= Given task =
Edit the rows below so that each "Dots" becomes "Points", and leave every other word as it is.

[Data items]
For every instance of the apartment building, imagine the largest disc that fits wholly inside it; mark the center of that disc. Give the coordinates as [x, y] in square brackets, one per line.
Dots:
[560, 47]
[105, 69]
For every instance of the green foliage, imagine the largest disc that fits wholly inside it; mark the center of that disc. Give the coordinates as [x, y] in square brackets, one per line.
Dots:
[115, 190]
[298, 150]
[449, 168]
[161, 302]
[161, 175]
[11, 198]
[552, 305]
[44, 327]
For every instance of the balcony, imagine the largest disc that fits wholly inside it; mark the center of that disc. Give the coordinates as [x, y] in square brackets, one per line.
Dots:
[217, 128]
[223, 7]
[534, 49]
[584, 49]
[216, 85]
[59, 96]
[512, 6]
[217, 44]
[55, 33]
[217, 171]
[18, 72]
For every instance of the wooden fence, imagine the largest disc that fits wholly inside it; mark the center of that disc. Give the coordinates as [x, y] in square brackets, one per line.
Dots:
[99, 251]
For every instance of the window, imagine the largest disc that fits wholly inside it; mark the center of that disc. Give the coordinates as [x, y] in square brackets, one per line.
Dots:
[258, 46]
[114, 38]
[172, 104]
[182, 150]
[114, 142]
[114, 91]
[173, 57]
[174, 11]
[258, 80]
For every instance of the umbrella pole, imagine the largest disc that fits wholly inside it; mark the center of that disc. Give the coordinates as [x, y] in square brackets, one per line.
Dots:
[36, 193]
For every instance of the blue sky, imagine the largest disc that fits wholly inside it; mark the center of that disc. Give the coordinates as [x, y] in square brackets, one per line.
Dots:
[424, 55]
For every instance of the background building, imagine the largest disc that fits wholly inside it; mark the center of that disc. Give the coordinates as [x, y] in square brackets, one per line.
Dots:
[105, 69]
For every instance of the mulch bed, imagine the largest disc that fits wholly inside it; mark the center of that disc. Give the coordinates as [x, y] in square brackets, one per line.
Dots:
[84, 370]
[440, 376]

= Output below =
For every instance of the apartment building, imagine the largest disc that fits wholly inside it; mark the center of that disc. Give the coordinates as [x, y] in square brackets, one per line.
Points:
[560, 47]
[105, 69]
For every instance of the green foliage, imagine the largest disc that fits wholly inside it; mark the center of that disc. Give the coordinates as [x, y] in square brackets, one per line.
Points:
[115, 190]
[298, 150]
[449, 168]
[161, 302]
[161, 175]
[11, 198]
[552, 305]
[44, 327]
For every instance of the balcony, imagine the largest disc that fits wholly inside it; mark the center of that disc. Give the coordinates as [x, y] in square brackets, one per line.
Points:
[217, 128]
[223, 7]
[534, 49]
[584, 49]
[216, 85]
[59, 96]
[512, 6]
[217, 44]
[55, 33]
[217, 171]
[18, 72]
For every instance of the wooden fence, imagine the largest disc that fits wholly inside it; mark the center of that disc. Give the coordinates as [x, y] in square brackets, one per line.
Points:
[99, 251]
For every instance of the window, imagine the largest disc that fits wholly inside it; mark the center of that disc. Give the coordinates as [x, y] in square brackets, one per line.
Points:
[258, 46]
[114, 38]
[172, 104]
[182, 150]
[114, 142]
[114, 91]
[173, 57]
[174, 11]
[258, 80]
For every instance of the umbrella pole, imagine the largest disc that fits wholly inside it; mark the center of that disc. Give the coordinates as [x, y] in square brackets, one per line.
Points:
[36, 193]
For every instance of the blue sky, imagine the largest disc that fits wholly inside it; mark the center of that disc. Give the coordinates as [x, y] in square brackets, one per line.
Points:
[424, 55]
For every instance of the background building, imagine the largest disc that fits wholly inside it; mark the center of that disc. Give the coordinates as [x, y] in square brackets, one per line.
Points:
[105, 69]
For every instance of the mulch bed, imagine the largest disc that fits wholly inside it; mark the center of that disc. Give the coordinates as [x, y] in square brackets, one per line.
Points:
[84, 370]
[440, 376]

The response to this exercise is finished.